WHAT IS ASKED
Reformat the lines from the start of the items through the line containing "79L75 73L74 58L47", inclusive, as a numbered list, with blank lines omitted and pictures excluded.

SOURCE DATA
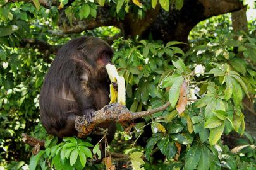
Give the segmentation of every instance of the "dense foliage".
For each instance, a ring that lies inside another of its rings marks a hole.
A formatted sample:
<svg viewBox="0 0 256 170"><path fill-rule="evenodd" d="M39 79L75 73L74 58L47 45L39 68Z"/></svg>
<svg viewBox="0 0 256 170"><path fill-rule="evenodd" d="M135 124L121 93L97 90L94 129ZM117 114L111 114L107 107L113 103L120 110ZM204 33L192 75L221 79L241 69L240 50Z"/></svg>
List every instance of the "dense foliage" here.
<svg viewBox="0 0 256 170"><path fill-rule="evenodd" d="M109 10L119 20L129 12L143 18L157 3L109 1ZM60 1L59 9L66 8L70 22L92 18L97 16L98 4L105 4L105 1L97 2L74 1L68 4L68 1ZM94 155L101 154L99 145L92 145L90 137L58 141L47 135L40 122L39 94L54 58L54 48L78 36L106 38L120 31L110 26L63 34L58 27L58 8L47 9L39 1L33 3L0 1L0 169L20 169L29 165L30 169L85 166L97 169L104 166L111 169L107 159L105 165L90 162ZM179 9L183 1L171 3ZM168 10L170 1L159 0L159 3ZM125 79L126 106L140 111L168 101L171 106L143 118L131 130L119 125L116 140L107 152L128 154L128 164L135 169L256 168L256 142L244 132L242 105L243 98L253 100L255 94L255 26L250 24L252 34L234 33L231 26L227 16L201 23L191 32L193 47L186 52L181 47L188 45L176 41L164 43L150 37L119 37L114 41L113 61ZM42 47L26 43L31 40L46 42L52 48L40 50ZM151 132L145 130L149 127ZM231 131L245 136L238 142L243 147L236 152L221 142L221 135ZM21 141L22 133L45 139L45 149L32 156L32 148ZM143 136L149 137L147 145L139 147L136 142ZM154 156L159 150L161 156Z"/></svg>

FINISHED TASK
1. Give the segmentation of every instance of the "dense foliage".
2. For each instance, a ring that lies inside another of its rings marks a hole.
3. A formatted sample:
4. <svg viewBox="0 0 256 170"><path fill-rule="evenodd" d="M39 79L75 73L74 58L47 45L39 68Z"/></svg>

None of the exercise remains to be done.